* TUGAS 1
Tuliskan ulang tanpa perubahan baris-baris dalam daftar, mulai dari baris yang memuat "of the knife" sampai baris terakhir daftar, termasuk kedua baris itu.

* TEKS BACAAN
───

Gadis Kretek

Cover novel Gadis Kretek sesungguhnya sudah memprovokasi saya untuk membacanya hingga tuntas dalam sekali duduk, apalagi lihat nama penulisnya – Ratih Kumala – yang juga menulis novel Kronik Betawi (2009) menjadi jaminan kalau novelnya pasti nyiamik untuk dinikmati (saya terkesan sangat dengan novel Kronik Betawi).

Saya yang bukan perokok saja seperti ikut ngêsês menikmati citarasa rokok kretek merk lokal seperti Djagad Raja, Kretek Gadis, Garwo Kulo, Merdeka, Proklamasi, tjap Boekit Klapa atau tjap Arit Merah yang dimodali oleh PKI itu. Ya, membaca Gadis Kretek seperti membaca sejarah perkembangan industri rokok kretek di Nusantara khususnya di Tanah Jawa. Betapa tidak, novel ini berlatar belakang ketika Nusantara diduduki oleh penjajahan Belanda lalu digantikan oleh Jepang hingga Indonesia Merdeka. Untuk mengenang momen kemerdekaan ini, para juragan rokok kretek, seperti Idroes Moeria menciptakan rokok Kretek Merdeka dengan gambar pejuang membawa bambu runcing, kemudian Soedjagad menciptakan rokok Kretek Proklamasi dengan gambar Bung Karno. Di zaman Partai Komunis Indonesia sedang berjaya, muncul rokok kretek tjap Arit Merah.

Novel ini juga menyajikan cukup detil mengenai rahasia resep yang membuat citarasa sebatang rokok kretek dikangeni oleh para pecinta rokok, mulai memilih daun tembakau dan cengkeh yang berkualitas, lalu perbandingan ukuran antara tembakau, cengkeh dan saus-nya. Citarasa rokok Kretek Gadis kuncinya justru ada di ludah sang gadis saat mengelem kertas rokoknya, sehingga banyak kalangan yang menganggap kalau Gadis Kretek  ini titisan dari Rara Mendut. Masing-masing pabrik rokok mempunyai saus rahasia yang sengaja disimpan dan tak dibocorkan kepada orang lain kecuali bagi anak keturunannya yang memang ditunjuk untuk meneruskan pengelolaan pabrik rokok.

───

Entri pelabelan lokasi gambar:
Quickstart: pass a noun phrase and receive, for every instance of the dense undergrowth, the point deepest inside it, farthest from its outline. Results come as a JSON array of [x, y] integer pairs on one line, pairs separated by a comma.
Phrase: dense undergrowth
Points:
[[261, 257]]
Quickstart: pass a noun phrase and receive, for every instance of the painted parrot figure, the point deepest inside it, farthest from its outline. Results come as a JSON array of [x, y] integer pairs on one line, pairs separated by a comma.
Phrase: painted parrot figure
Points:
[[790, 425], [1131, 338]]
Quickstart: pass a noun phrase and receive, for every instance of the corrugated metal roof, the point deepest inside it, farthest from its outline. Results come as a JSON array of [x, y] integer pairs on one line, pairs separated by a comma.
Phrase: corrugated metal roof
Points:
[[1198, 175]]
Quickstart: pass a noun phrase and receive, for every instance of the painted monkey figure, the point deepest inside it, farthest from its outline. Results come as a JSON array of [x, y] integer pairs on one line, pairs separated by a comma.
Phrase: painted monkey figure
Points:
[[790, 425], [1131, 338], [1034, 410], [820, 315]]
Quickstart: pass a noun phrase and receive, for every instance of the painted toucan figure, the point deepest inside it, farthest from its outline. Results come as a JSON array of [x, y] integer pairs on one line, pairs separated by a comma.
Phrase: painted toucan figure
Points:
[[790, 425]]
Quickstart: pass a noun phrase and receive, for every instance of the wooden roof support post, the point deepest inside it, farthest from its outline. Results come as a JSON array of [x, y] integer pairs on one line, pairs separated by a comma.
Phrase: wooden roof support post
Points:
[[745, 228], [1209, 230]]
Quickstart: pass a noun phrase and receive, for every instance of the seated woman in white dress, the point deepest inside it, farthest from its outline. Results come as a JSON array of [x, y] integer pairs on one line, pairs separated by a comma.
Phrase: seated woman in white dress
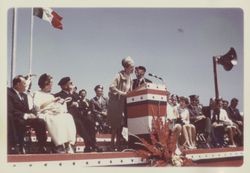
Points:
[[60, 124], [189, 130]]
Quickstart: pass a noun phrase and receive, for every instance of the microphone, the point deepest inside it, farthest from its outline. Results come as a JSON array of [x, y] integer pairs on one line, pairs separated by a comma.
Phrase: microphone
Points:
[[155, 76], [29, 76]]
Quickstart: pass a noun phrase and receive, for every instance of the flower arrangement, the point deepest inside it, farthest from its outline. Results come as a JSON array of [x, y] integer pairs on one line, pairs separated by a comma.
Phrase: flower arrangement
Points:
[[161, 150]]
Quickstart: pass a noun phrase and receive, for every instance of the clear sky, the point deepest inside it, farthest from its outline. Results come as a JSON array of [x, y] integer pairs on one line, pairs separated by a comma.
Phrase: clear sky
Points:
[[175, 43]]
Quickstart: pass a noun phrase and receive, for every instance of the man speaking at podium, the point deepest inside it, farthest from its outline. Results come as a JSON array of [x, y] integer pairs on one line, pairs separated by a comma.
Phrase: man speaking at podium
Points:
[[140, 79]]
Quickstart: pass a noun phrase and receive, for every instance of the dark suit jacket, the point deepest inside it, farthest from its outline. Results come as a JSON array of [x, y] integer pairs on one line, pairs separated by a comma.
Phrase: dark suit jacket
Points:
[[215, 117], [137, 83], [97, 107], [16, 107], [72, 110], [234, 114], [16, 111]]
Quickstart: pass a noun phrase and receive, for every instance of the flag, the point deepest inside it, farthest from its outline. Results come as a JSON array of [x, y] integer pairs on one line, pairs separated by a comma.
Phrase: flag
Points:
[[49, 15]]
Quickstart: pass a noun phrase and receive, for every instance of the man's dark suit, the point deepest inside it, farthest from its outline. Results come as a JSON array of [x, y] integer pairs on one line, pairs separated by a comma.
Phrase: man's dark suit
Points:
[[17, 124], [216, 133], [137, 82], [97, 108], [81, 122]]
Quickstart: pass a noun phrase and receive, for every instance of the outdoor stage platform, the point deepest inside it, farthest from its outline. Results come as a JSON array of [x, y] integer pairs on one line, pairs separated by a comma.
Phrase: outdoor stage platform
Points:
[[229, 157]]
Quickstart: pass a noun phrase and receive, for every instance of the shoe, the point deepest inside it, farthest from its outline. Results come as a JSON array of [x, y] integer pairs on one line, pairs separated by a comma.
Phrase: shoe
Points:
[[13, 150], [70, 149], [22, 150], [87, 150], [42, 150], [60, 149], [97, 149]]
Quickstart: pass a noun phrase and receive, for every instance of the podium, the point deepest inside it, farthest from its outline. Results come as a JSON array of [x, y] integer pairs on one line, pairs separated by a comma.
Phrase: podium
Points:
[[143, 103]]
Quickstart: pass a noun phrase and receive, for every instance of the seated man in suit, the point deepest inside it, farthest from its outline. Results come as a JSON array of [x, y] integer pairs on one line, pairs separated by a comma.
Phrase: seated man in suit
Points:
[[99, 105], [234, 114], [198, 119], [140, 79], [20, 116]]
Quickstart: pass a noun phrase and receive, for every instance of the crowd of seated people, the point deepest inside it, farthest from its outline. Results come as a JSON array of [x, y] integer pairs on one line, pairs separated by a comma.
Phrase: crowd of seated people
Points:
[[69, 113], [220, 124], [63, 115]]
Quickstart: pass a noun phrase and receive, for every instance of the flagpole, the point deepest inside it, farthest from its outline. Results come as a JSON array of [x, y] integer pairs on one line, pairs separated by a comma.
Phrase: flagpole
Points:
[[13, 52], [31, 41]]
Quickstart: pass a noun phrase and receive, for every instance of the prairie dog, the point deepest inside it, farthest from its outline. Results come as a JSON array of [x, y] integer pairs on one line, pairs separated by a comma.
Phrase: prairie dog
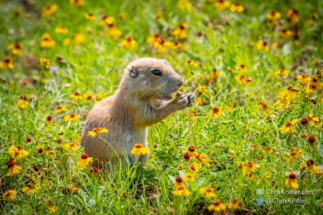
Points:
[[142, 99]]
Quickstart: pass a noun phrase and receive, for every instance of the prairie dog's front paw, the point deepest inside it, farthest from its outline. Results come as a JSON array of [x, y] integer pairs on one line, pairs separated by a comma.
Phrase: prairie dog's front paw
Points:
[[190, 99], [180, 102]]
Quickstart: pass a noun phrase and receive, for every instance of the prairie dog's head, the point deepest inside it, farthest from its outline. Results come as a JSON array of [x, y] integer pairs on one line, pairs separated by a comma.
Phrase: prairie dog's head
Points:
[[151, 78]]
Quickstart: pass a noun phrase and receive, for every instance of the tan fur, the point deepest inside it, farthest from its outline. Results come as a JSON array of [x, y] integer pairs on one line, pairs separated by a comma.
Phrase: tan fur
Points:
[[138, 103]]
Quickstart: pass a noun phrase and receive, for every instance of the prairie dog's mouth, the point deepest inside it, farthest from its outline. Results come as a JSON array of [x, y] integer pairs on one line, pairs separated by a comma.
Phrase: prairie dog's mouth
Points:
[[168, 97]]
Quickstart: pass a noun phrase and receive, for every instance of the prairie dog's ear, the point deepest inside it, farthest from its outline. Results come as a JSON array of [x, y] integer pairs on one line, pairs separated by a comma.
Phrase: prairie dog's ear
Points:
[[133, 72], [165, 62]]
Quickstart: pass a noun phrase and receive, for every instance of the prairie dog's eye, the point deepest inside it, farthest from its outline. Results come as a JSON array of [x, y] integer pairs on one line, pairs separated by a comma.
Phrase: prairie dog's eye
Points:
[[156, 72]]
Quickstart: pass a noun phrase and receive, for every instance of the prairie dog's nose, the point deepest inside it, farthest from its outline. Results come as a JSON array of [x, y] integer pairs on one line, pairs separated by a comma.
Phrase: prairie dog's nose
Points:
[[180, 80]]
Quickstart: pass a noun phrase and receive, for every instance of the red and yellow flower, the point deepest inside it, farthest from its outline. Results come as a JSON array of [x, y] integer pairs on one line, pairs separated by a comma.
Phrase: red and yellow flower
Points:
[[129, 42], [97, 130], [7, 63], [139, 149], [46, 41], [85, 159]]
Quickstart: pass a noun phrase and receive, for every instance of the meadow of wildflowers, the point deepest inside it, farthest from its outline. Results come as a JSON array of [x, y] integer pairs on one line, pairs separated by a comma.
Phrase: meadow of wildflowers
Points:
[[255, 68]]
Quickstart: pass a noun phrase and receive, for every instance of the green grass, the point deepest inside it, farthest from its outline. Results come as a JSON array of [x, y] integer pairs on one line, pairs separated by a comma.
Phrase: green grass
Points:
[[227, 40]]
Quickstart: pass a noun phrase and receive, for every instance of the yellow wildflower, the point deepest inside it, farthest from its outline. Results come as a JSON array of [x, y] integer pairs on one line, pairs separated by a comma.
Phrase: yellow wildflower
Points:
[[139, 149], [236, 7], [215, 112], [46, 41], [88, 96], [189, 177], [288, 126], [181, 190], [61, 29], [85, 159], [184, 4], [282, 71], [97, 130], [129, 42], [200, 159], [217, 206], [7, 63], [291, 181], [222, 4], [9, 194], [262, 44], [180, 31], [208, 191], [48, 10], [89, 16], [71, 117]]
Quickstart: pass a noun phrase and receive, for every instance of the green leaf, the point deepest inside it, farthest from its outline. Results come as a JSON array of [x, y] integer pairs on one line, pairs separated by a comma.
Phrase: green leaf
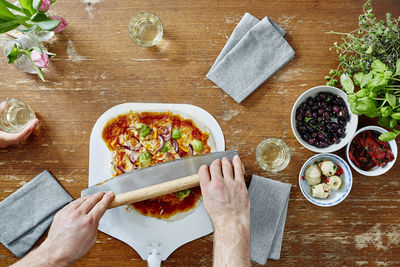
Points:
[[362, 93], [10, 6], [393, 123], [391, 98], [386, 111], [6, 14], [397, 67], [28, 29], [49, 24], [347, 83], [357, 78], [13, 54], [377, 83], [27, 7], [385, 122], [39, 71], [366, 106], [389, 136], [366, 78], [396, 116], [36, 4], [378, 66]]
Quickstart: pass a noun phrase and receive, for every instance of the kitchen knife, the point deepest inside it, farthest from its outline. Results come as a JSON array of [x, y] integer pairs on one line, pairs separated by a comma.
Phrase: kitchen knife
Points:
[[161, 178]]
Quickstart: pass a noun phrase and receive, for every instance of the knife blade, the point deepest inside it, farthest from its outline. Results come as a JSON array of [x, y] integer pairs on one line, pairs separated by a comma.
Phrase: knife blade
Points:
[[160, 173]]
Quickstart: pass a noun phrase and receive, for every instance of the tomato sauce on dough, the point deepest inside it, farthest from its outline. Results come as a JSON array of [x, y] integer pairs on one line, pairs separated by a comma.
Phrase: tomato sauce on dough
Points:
[[140, 140]]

───

* TUGAS 2
Lanjutkan ulasan tentang novel Gadis Kretek mulai dari kalimat terakhirnya.

* JAWABAN 1
Quickstart: pass a noun phrase and receive, for every instance of the knife blade, the point deepest inside it, farthest from its outline. Results come as a JSON array of [x, y] integer pairs on one line, pairs separated by a comma.
Phrase: knife blade
Points:
[[160, 173]]
Quickstart: pass a noun phrase and receive, for every instance of the tomato sauce on dough, the point deepest inside it, farthest from its outline. Results come as a JSON array of [x, y] integer pairs on one line, pairs separated by a comma.
Phrase: tomato sauce on dough
Points:
[[140, 140]]

* JAWABAN 2
Cerita novel ini mengambil latar belakang Kota M(untilan), Kudus dan Jakarta. Adalah Soeraja – bos rokok kretek Djagad Raja, yang dalam sekarat menyebut satu nama perempuan yang bernama Jeng Yah. Sebuah nama yang membuat istri Soeraja kembali terbakar rasa cemburunya. Anak-anak Soeraja: Tegar, Karim dan Lebas pergi ke Kota Kudus dan Kota M untuk mencari keberadaan Jeng Yah. Cerita mengalir dengan cerdas dengan gaya tutur flashback. Dan sungguh, di akhir cerita Ratih membuat saya terkejut. Penyebutan nama Jeng Yah oleh Soeraja pada saat sekarat ternyata nggak melulu perkara cinta!

Kami bertiga terdiam, tak tahu harus bagaimana. Di benakku terbayang Romo yang tadi dimasukkan ke liang lahat. Rahasianya hampir saja terkubur, jika tidak kuisap Kretek Gadis, Romo mungkin ingin bertemu dengan Jeng Yah karena dikejar dosa, membocorkan formula saus rahasia. (hal 269).

Meskipun dalam dunia bisnis curi-mencuri resep sebagian kalangan ‘menghalalkan’ namun ada juga pengusaha yang berbisnis secara jujur. Novel ini mencontohkannya dengan sikap manajemen PT Djagad Raja (hal 273):

Jeng Yah membukanya, dan membaca, berisi surat permohonan maaf resmi dari Kretek Djagad Raja atas pencurian formula saus Kretek Gadis. Serta betapa kami, keturunannya, menyesal baru mengetahuinya sekarang. Lalu diakhiri dengan niat baik untuk membeli secara resmi formula saus Kretek Gadis untuk dipertimbangkan menjadi nama dagang yang dikelola oleh PT Djagad Raja. Jeng Yah kaget.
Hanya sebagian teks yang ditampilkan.